** Text segment **

* * * * * * *

Data format¶

The HDF5 file format is used as a container for all data in INTEGRATE. Each HDF5 file can contain multiple data sets (typically arranged in matrix format) with associated attributes that describe the data. HDF View is useful to inspect the content of HDF5 files.

The following HDF files are used for any INTEGRATE project

DATA.h5 : Stores observed data, and its associated geometry.

PRIOR.h5: Stores realizations of the prior model, and corresponding forward response

FORWARD.h5: Stores information needed to solve the forward problem, and/or needed to describe the observed data in DATA.h5

POST.h5: stores index of posterior realizations, as well as posterior statistics

DATA.h5¶

DATA.h5 contains observed data, and its associated geometry. The observed data can be of many types, such as TEM data and well-log data

By default, observed data in /D1 is compared with prior data in /D1, /D2 with /D2, etc. To compare observed data with a different prior dataset, set the /D1/id_prior field. For example, setting /D1/id_prior=2 will compare observed /D1 with prior /D2.

Np: Number of data locations (typically one set data per unique X-Y location)

Ndi: Number of data points Nd per data type i per location.

Nclass: Number of classes

The datasets UTMX, UTMY, ELEVATION, and LINE are mandatory for most plotting routines in INTEGRATE, but are not used in the inversion itself.

* * * * * * *

** Supplied records **

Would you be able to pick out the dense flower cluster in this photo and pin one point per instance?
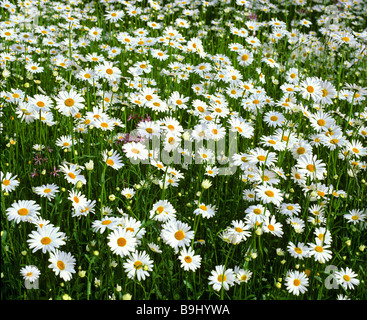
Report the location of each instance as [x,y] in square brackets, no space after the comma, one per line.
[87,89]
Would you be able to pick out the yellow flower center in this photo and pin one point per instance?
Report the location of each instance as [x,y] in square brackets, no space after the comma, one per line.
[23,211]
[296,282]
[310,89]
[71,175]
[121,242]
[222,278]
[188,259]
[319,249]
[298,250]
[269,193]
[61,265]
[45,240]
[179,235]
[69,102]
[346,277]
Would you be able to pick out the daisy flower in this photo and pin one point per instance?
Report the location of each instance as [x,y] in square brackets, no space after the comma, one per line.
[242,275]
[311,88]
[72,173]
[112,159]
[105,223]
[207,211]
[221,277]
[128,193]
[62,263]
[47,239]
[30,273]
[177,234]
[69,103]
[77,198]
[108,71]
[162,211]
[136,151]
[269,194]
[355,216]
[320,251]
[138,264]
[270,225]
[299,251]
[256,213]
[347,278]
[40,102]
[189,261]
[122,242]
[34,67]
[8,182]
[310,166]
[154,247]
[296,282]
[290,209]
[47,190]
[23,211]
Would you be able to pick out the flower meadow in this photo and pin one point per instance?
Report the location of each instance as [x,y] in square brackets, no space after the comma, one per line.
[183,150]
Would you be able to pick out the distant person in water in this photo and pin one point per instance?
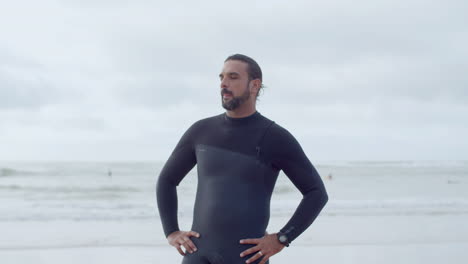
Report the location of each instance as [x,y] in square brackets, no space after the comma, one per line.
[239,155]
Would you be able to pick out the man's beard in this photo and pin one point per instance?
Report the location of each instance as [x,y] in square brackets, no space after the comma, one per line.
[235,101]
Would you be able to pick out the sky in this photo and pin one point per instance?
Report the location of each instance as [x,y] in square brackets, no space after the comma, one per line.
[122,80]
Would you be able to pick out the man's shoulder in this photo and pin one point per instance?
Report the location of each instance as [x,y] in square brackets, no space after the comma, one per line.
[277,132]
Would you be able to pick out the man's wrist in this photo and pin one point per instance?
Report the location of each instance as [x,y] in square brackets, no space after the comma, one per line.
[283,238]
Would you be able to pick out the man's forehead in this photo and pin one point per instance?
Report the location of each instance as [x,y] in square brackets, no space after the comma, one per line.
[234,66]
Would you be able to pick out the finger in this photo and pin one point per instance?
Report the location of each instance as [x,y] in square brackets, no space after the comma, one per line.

* * * * * * *

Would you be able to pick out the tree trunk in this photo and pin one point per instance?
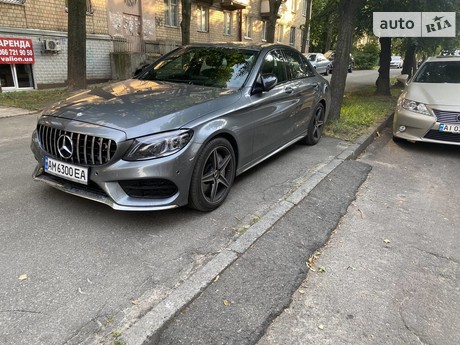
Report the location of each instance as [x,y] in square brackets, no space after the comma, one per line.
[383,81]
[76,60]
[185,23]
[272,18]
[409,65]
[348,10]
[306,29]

* * * * * * *

** To be done **
1) Do these statements agree with the data format page? For each, answer yes or no and quote the deciding words: (a) The datasets UTMX, UTMY, ELEVATION, and LINE are used in the inversion itself. (b) POST.h5 holds posterior statistics. (c) Setting /D1/id_prior=2 compares observed /D1 with prior /D2.
2) According to the data format page, which file stores realizations of the prior model?
3) From the data format page, reproduce everything from "FORWARD.h5: Stores information" down to "with prior /D2.".

** Responses for each task **
1)
(a) No: "are not used in the inversion itself."
(b) Yes: "stores index of posterior realizations, as well as posterior statistics"
(c) Yes: "setting /D1/id_prior=2 will compare observed /D1 with prior /D2."

2) PRIOR.h5

3)
FORWARD.h5: Stores information needed to solve the forward problem, and/or needed to describe the observed data in DATA.h5

POST.h5: stores index of posterior realizations, as well as posterior statistics

DATA.h5¶

DATA.h5 contains observed data, and its associated geometry. The observed data can be of many types, such as TEM data and well-log data

By default, observed data in /D1 is compared with prior data in /D1, /D2 with /D2, etc. To compare observed data with a different prior dataset, set the /D1/id_prior field. For example, setting /D1/id_prior=2 will compare observed /D1 with prior /D2.